* _Aim of the exercise_: According to the passage on AI-driven electricity demand, how much capital spending will new generation alone cost?

* _Reading passage_:

- Opening Delimiter -

The most consequential downstream AI bet is on electricity. An AI search uses ten times the power of a conventional Google search. Mukherjea's arithmetic shows the planet must install as much generation capacity over the next fifteen years as it has built since 1880. Generation alone will cost $600–700 billion in capex. Transmission and distribution adds close to another trillion. Global power demand has been growing at 4% per annum since ChatGPT arrived, against 2% before it, requiring 400 GW of new capacity every year.

So he is buying the companies that build the infrastructure those AI companies need to run. That means turbine manufacturers in Germany and America, construction equipment providers in America, and industrial component distributors across Europe. The transmission and distribution piece is deliberately well represented alongside generation because he thinks that is where the spending bottleneck will be most acute.

Defence: A Separate Story, Driven by Geopolitics Not Gigawatts

The defence and aerospace thesis has nothing to do with AI. It runs through a different channel entirely due to a structural shift in global military spending that Mukherjea traces to the changing distribution of corporate power. Over the last decade, American-listed companies' share of global profits has surged from 30% to nearly 50%, creating technological leverage that is now playing out through military confrontation. Since Russia invaded Ukraine four years ago, demand for fighter jets, drones and civilian aircraft has accelerated in a way that has never been seen before.

- Closing Delimiter -

* _Given entries_:
- Opening Delimiter -

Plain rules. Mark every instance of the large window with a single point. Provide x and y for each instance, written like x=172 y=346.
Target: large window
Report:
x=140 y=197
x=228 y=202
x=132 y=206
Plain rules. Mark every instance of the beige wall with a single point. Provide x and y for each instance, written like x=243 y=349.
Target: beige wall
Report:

- Closing Delimiter -
- Opening Delimiter -

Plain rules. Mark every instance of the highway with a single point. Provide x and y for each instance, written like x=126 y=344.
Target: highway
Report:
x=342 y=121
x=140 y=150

- Closing Delimiter -
- Opening Delimiter -

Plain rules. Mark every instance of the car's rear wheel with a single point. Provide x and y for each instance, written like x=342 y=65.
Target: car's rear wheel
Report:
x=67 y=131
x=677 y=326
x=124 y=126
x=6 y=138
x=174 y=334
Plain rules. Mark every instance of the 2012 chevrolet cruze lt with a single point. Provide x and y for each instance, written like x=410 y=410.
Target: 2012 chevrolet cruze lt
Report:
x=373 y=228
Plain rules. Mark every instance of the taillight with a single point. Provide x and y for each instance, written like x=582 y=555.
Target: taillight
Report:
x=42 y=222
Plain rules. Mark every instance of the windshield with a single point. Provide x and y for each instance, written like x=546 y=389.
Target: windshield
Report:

- Closing Delimiter -

* _Result for this exercise_: $600–700 billion.